#### [Activity]
Every line of the records that holds the word "below" should be copied out.

*** Opening of Information provided ***

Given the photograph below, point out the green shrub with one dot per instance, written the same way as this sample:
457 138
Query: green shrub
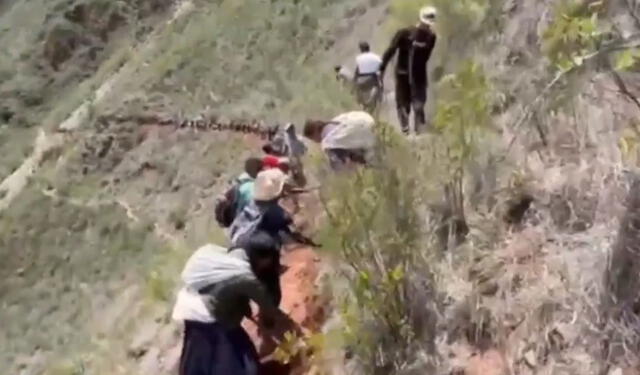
463 119
573 33
375 223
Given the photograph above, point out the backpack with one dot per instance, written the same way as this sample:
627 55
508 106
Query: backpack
246 224
225 209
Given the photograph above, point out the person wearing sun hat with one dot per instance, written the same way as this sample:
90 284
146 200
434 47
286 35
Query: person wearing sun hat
265 213
414 45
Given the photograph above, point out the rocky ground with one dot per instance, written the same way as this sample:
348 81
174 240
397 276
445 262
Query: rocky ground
97 216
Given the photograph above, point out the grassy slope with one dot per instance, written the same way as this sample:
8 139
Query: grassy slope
84 266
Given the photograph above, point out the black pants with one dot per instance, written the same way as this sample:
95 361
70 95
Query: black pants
410 96
339 157
210 349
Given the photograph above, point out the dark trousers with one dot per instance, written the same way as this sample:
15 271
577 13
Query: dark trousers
410 96
210 349
368 91
339 157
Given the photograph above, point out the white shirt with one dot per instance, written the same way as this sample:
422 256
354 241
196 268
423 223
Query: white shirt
368 63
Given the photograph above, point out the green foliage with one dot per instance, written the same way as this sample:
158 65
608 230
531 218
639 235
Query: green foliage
463 120
374 216
243 60
462 114
573 33
627 60
62 263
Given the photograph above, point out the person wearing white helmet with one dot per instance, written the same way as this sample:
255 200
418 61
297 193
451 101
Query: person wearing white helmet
414 46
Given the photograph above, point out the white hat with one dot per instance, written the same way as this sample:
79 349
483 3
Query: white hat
269 184
428 15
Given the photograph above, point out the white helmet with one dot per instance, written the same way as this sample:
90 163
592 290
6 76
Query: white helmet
428 15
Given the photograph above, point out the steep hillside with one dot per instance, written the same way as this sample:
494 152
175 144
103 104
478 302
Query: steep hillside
533 146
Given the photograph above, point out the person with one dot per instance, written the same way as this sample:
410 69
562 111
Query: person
366 79
265 213
347 138
271 161
218 288
236 197
414 46
286 144
343 75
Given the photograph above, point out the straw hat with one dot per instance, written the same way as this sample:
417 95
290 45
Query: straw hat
269 184
428 15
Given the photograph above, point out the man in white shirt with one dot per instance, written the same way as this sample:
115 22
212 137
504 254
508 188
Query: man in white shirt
366 78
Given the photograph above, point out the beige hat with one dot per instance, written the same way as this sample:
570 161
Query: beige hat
269 184
428 15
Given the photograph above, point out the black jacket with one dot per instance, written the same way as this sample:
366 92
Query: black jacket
414 46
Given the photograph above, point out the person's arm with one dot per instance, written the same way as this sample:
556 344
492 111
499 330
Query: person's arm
391 51
259 293
356 73
432 46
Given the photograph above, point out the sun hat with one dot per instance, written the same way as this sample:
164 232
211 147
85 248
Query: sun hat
428 15
269 184
270 161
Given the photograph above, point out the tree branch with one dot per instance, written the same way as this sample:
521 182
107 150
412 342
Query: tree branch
528 110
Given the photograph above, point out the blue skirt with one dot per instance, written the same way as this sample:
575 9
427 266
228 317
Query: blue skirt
211 349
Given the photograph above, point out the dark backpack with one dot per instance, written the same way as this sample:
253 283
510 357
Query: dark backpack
225 209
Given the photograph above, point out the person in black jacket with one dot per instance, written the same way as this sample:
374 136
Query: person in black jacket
414 45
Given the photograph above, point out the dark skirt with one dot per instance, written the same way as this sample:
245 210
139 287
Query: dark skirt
211 349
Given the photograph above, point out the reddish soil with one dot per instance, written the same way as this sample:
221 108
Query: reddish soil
300 298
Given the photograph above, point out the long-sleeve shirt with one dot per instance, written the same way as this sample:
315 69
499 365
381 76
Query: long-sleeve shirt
413 46
219 286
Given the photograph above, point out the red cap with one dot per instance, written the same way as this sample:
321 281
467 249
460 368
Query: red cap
270 161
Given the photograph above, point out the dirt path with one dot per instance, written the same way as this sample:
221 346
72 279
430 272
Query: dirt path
45 143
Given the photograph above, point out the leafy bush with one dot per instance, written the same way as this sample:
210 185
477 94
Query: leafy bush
463 118
573 33
374 218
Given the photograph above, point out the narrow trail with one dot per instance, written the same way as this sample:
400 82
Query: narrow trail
45 144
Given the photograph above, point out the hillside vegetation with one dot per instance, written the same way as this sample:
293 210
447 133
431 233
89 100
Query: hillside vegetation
490 245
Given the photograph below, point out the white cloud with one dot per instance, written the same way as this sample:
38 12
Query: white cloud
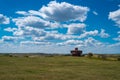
64 11
11 38
89 33
4 19
115 16
76 28
29 31
9 29
70 42
35 22
117 38
119 5
34 43
22 13
103 34
95 13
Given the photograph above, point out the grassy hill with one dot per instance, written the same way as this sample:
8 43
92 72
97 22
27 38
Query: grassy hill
58 68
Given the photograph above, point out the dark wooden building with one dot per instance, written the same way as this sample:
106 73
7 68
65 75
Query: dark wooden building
76 52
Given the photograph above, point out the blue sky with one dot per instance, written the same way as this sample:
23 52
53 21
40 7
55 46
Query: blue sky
57 26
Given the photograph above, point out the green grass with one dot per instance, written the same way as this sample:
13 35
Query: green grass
58 68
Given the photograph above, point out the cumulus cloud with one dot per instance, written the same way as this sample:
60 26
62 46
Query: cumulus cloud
22 13
115 16
9 29
4 19
95 13
103 34
76 28
34 43
89 42
10 38
29 31
64 11
34 21
70 42
117 38
89 33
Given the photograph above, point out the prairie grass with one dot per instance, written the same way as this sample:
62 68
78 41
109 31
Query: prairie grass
58 68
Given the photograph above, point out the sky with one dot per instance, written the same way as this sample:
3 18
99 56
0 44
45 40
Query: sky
58 26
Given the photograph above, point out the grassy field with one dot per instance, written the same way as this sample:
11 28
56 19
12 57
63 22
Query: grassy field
58 68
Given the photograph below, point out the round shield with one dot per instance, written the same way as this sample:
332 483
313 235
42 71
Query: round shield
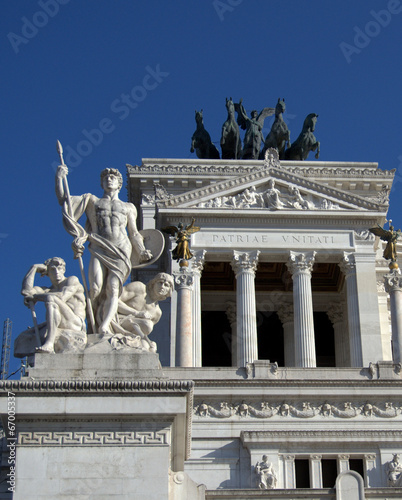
154 241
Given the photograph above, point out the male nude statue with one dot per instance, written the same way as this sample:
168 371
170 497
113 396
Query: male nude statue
112 249
139 310
64 301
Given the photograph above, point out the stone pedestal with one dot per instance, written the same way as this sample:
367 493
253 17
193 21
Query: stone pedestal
100 437
393 286
301 266
244 265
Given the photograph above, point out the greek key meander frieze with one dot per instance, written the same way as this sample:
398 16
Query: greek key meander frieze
97 385
301 410
93 438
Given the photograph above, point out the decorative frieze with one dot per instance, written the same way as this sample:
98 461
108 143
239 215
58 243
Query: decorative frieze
93 438
106 386
305 410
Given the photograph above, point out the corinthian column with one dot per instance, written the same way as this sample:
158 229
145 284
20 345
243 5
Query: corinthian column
348 266
197 265
335 314
393 286
232 317
301 265
244 265
184 349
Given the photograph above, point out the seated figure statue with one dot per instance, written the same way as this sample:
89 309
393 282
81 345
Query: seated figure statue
266 475
138 312
64 328
394 472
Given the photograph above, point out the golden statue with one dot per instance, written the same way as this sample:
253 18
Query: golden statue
391 237
182 234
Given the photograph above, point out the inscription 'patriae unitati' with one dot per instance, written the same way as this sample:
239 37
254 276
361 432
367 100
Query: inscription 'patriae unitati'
265 238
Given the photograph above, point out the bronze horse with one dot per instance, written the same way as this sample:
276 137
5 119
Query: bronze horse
306 141
230 139
201 140
279 134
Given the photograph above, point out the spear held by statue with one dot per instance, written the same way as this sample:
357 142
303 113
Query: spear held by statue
80 237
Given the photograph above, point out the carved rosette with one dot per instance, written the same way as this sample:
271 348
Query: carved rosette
335 312
301 263
393 282
183 280
245 262
348 264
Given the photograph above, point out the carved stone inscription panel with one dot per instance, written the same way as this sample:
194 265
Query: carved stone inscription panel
281 239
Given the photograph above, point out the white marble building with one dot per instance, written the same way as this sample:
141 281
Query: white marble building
287 353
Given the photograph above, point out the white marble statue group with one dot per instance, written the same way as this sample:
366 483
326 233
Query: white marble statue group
270 198
124 316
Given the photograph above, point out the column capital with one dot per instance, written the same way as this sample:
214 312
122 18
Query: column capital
183 279
300 262
197 262
348 264
245 261
335 312
393 282
285 313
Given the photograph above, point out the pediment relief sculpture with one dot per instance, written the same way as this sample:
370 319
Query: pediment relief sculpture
270 197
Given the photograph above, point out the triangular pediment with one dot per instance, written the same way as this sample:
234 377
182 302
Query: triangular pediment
270 188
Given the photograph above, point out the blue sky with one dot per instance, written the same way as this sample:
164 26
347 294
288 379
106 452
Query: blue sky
67 65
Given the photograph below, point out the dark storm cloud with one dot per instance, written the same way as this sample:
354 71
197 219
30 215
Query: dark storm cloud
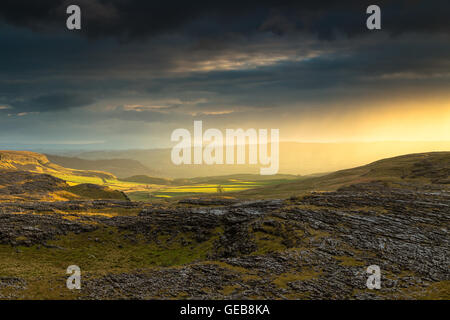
136 19
49 103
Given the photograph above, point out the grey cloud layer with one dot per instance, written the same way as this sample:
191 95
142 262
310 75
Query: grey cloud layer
219 61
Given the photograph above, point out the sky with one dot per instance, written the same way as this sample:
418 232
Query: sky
138 70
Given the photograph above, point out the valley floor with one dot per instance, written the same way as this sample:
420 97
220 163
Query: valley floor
316 246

*** Close of Information provided ***

#### [Answer to the problem]
Given the photograph below, point out the green shrub with one dot per instance, written the same way as this sample:
Given the photograph below, point out the white cloud with one dot per instance, written the same way as this sample:
Given the photograph below, point out the round shield with one dot per instance, written the same way as this sample:
Given the photograph below, point out the dark storm cloud with one dot per instance, written the same way as this sample:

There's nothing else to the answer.